## About this exercise
Please retype the entries below exactly as they are written.

## Saved entries
===============
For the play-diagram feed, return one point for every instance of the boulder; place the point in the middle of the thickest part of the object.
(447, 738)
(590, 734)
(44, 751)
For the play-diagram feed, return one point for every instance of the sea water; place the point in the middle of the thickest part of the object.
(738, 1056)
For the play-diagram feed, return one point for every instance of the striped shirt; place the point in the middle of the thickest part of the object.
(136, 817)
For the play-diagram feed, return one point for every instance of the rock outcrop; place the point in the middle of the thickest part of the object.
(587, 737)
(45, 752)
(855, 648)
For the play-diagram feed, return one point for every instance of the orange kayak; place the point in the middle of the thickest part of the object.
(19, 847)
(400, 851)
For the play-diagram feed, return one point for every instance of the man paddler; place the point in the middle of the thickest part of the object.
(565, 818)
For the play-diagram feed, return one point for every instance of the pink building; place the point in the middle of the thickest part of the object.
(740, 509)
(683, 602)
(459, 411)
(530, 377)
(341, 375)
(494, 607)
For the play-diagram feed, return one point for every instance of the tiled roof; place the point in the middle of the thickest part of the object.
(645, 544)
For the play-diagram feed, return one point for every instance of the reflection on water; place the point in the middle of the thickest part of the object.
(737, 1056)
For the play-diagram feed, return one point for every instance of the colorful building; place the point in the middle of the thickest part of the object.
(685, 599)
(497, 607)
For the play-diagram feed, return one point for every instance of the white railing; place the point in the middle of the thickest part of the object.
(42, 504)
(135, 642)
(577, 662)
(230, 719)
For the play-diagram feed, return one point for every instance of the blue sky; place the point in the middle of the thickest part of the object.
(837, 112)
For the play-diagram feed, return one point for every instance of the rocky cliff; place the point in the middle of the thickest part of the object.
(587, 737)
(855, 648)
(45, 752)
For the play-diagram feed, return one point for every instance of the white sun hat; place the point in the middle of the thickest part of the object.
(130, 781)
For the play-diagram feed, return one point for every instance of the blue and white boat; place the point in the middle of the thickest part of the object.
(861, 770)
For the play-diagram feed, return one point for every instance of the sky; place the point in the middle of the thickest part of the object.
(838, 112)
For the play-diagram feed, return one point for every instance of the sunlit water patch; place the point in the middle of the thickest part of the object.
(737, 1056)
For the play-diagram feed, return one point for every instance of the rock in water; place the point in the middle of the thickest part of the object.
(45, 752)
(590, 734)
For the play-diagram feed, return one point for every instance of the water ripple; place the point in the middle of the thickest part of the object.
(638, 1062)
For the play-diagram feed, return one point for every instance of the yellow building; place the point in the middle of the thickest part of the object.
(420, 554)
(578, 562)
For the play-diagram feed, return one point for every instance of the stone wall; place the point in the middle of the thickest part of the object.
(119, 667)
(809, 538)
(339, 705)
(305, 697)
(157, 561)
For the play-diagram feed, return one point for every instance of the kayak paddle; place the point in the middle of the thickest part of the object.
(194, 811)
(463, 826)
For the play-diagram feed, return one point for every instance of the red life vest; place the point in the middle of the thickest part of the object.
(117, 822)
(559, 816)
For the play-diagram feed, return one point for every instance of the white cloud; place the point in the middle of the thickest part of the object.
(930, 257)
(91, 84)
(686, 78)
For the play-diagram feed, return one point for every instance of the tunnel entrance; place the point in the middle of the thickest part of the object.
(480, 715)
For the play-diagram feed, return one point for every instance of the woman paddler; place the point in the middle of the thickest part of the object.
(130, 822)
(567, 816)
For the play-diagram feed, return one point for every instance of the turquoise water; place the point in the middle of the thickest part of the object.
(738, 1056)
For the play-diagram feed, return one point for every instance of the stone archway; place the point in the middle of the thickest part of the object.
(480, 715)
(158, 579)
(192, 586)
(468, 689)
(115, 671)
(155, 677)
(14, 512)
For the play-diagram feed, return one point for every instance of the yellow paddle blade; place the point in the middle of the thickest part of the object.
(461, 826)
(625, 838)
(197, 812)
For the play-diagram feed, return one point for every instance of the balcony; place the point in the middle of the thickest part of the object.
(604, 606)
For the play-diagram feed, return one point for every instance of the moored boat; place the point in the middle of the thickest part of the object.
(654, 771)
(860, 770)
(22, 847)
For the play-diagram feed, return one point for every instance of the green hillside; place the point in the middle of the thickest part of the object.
===============
## Completed task
For the play-diagram feed, return one point for every instance of the boulder; place the point in the middle of the thickest part of the object.
(447, 738)
(590, 734)
(44, 751)
For the play-diagram feed, return one point for every instance of the sea water; place the point in the middle of the thickest part of the object.
(738, 1056)
For the play-diagram feed, return one point for every instance of the striped shirt; place the point in the middle of the thickest part of the object.
(136, 817)
For the play-diagram feed, return one point for every instance of the rock outcrop; place the point in the middle of the thickest part of the object.
(587, 737)
(45, 752)
(855, 648)
For the play-diagram feed, return one point for every instance of the orange kayak; place the point in the middle of the thickest part of the object.
(19, 847)
(400, 851)
For the play-diagram feed, return one point for every instance of the man paddler; place the point in the middle of the thickest part of the object.
(565, 818)
For the play-diagram feed, return one point for every instance of the pink building; place the point in the middle of the thickest part of the object.
(740, 509)
(683, 602)
(459, 411)
(530, 377)
(341, 375)
(494, 607)
For the play-diagram feed, return one point for every instance of the tiled roof; place the point in the middle of the thickest part of the object.
(645, 544)
For the play-diagram feed, return one point for every instance of the reflection on water; place the point in the middle of the thickest part of the object.
(737, 1056)
For the play-diagram feed, return one point for every instance of the colorful building; place the point in the middle of the thickest part of the object.
(685, 599)
(497, 607)
For the play-diagram feed, return one point for every instance of the white railing; place the point in the middle of the thickest part of the object.
(42, 504)
(135, 642)
(577, 662)
(230, 719)
For the play-diagram feed, return one point for every instance of the blue sky; place the point in the middle of the thickest part of the object.
(837, 112)
For the play-diagram feed, return one point for every instance of the rocky cliff; place the point in the middle of the thickest part of the object.
(587, 737)
(855, 648)
(45, 752)
For the play-diagram feed, return one point for every instance of the white sun hat; place the point in the middle of the thickest part of the object.
(130, 781)
For the play-diagram feed, return one point for every instance of the blue and white boat; place the point in the middle of the thickest part of the object.
(861, 770)
For the play-diagram feed, return one point for every instance of the sky; place the point in the middle of the thickest part of the object.
(838, 112)
For the play-diagram feed, return one point for every instance of the sunlit water patch; place the point in the middle of the thickest part of the object.
(737, 1056)
For the play-diagram feed, return one point for every instance of the rock in water; place the point in the middle of the thickest part of the object.
(45, 752)
(590, 734)
For the play-diagram feed, return one point for every instance of the water ripple; place the point in the middle of the thickest part of the object.
(638, 1062)
For the play-diagram feed, return one point for every instance of the yellow building; place the point in the middle of the thickest part of the object.
(420, 554)
(578, 562)
For the play-diagram feed, return one point for every instance of the stone wall; place the point in the middle of the thickest part of the object.
(119, 667)
(809, 538)
(339, 705)
(305, 697)
(157, 561)
For the play-diagram feed, return one point for every instance of the kayak paddle; place the point in the middle of the thickest part of the object.
(194, 811)
(463, 826)
For the play-diagram feed, return one point for every instance of the red life vest; place the point in the middle of the thickest part of the object.
(117, 822)
(559, 816)
For the play-diagram feed, return one point for every instance of the white cloud; place the point in the middle of the thickest part of the object.
(930, 257)
(91, 84)
(686, 78)
For the play-diagram feed, return one point for every instance of the tunnel entrance; place the point in the middle of the thickest part of the object.
(480, 715)
For the play-diagram feed, return one point for every instance of the woman paddler; place the point in the middle of the thickest part of the object.
(130, 822)
(567, 816)
For the play-diagram feed, return one point for every instance of the turquoise water; place the point in the middle of the thickest part of the object.
(738, 1056)
For the play-diagram feed, return one point for every instance of the stone archway; place the point in the middle of the thickest part of the object.
(480, 715)
(158, 579)
(192, 586)
(468, 689)
(115, 671)
(155, 677)
(14, 512)
For the play-diagram feed, return one point for every instance of the yellow paddle blade; place the point in the middle of the thickest part of the object.
(461, 826)
(625, 838)
(197, 812)
For the play-diagram feed, return one point for every instance of the balcony; place the point in the middle of the thickest part of the object.
(604, 606)
For the play-diagram feed, return one point for every instance of the moored boat; place the point in the middle of the thickest part of the object.
(654, 771)
(860, 770)
(22, 847)
For the play-diagram feed, return one point for every instance of the green hillside; place the point in the middle of the thickest part of the object.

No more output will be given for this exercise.